# start of EXCERPT PROVIDED

Phlya / adjustText

A small library for automatically adjustment of text position in matplotlib plots to minimize overlaps.
https://adjusttext.readthedocs.io/
MIT License
1.5k stars 87 forks source link

Idea for speed-up (10x or more) #113

Closed RubendeBruin closed 1 year ago

RubendeBruin commented 3 years ago

adjustText is a much-needed function for matplotlib plots. I've noticed that adjustText is quite slow unfortunately. Using the profiler is seems that a lot of the time delay is caused by the use of matplotlib functions to determine the overlap of the boxes (the intersect function as well as xmin, xmax, ymin and ymax).

I've done a test with de-coupling the optimization algorithm from matplotlib as follows:

step 1: get the bounding boxes and positions from matplotlib and store them locally in objects

step 2: optimize using the objects

step 3: put the optimized positions back to the matplotlib text object.

I made an own implementation of a adjustment algorithm (cause I wanted to play a bit with that as well). The result still has some artifacts and should definitely be further optimized, but it does show the potential speed increase due to separating the code in the optimization from matplotlib.

My next step would be to fine-tune the algorithm and then implement it in C++ and compile it to a python module. For a faster implementation in pure python I think vectorizing the optimization using numpy would be the way to go.

image

code:

from adjustText import adjust_text
import numpy as np
import matplotlib.pyplot as plt
import time

np.random.seed(0)
x, y = np.random.random((2,80))

# adjust text
fig, ax = plt.subplots()
plt.plot(x, y, 'bo')
texts = [plt.text(x[i], y[i], 'Text%s' %i, ha='center', va='center') for i in range(len(x))]

start_time = time.time()
adjust_text(texts)
plt.title(f"adjust_text {str((time.time() - start_time))}")

# any custom implementation

fig, ax = plt.subplots()
plt.plot(x, y, 'bo')
texts = [plt.text(x[i], y[i], 'Text%s' %i, ha='center', va='center') for i in range(len(x))]

def minimizeTextOverlap(texts, fig, ax, horizontal_only = False, vertical_only = False, maxiter = 100, tolerance = 0.001, annotate =True):

    # get text sizes
    plt.draw()
    r = fig.canvas.get_renderer()
    expand = (1.0, 1.0)

    class Box():
        def __init__(self, position, left, right, bottom, top):
            self.x = position[0]
            self.y = position[1]

            self.x0 = self.x
            self.y0 = self.y

            self.x_best = self.x
            self.y_best = self.y

            self.dl = self.x - left
            self.dr = right - self.x
            self.du = top - self.y
            self.dd = self.y - bottom
            self.to_be_moved = np.array((0,0), dtype=float)

        def move(self, dx, dy):
            self.x += dx
            self.y += dy

        def reset(self):
            self.to_be_moved = np.array((0,0), dtype=float)

        def do_move(self):
            self.move(*self.to_be_moved)

# end of EXCERPT PROVIDED
# start of DATASET

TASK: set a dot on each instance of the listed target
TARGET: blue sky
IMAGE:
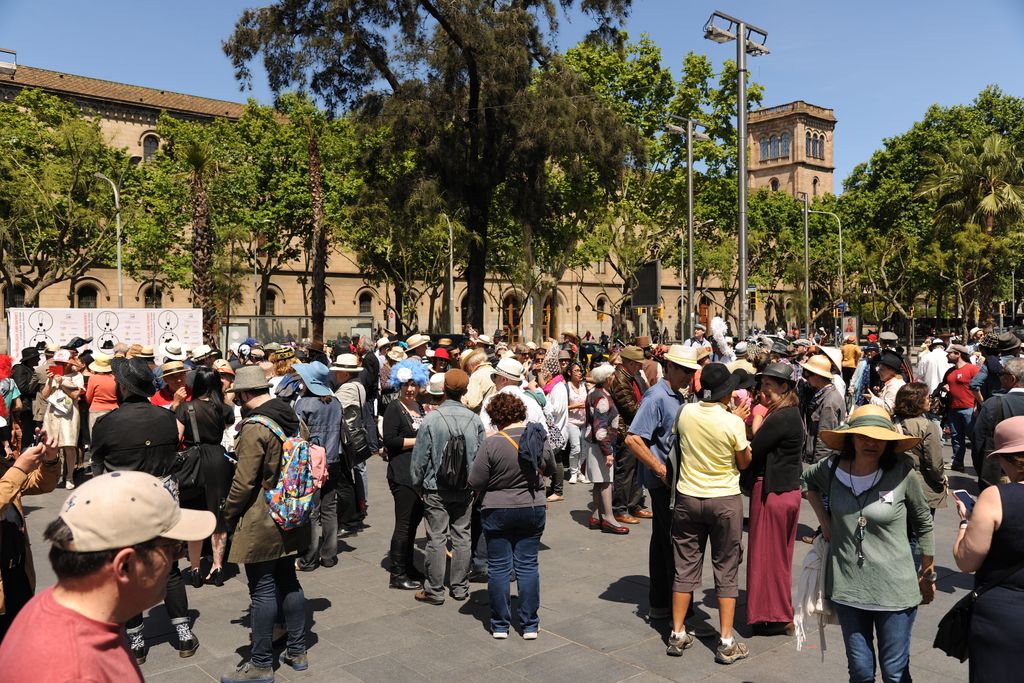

# end of DATASET
# start of DATASET

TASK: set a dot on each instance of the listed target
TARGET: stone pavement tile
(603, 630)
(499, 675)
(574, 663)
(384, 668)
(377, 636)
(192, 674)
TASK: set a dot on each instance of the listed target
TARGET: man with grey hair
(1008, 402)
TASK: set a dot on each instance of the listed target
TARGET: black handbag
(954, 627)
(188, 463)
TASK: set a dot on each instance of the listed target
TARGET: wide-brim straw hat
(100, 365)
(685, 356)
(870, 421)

# end of DATASET

◆ STATED GOAL A
In the adjustText issue, what language does the author plan to use after fine-tuning the algorithm?
◆ STATED GOAL B
From the adjustText issue, extract the part that opens with the words containing "# any custom" and closes with "r = fig.canvas.get_renderer()".

◆ FULL ANSWER A
C++, compiled to a Python module.

◆ FULL ANSWER B
# any custom implementation

fig, ax = plt.subplots()
plt.plot(x, y, 'bo')
texts = [plt.text(x[i], y[i], 'Text%s' %i, ha='center', va='center') for i in range(len(x))]

def minimizeTextOverlap(texts, fig, ax, horizontal_only = False, vertical_only = False, maxiter = 100, tolerance = 0.001, annotate =True):

    # get text sizes
    plt.draw()
    r = fig.canvas.get_renderer()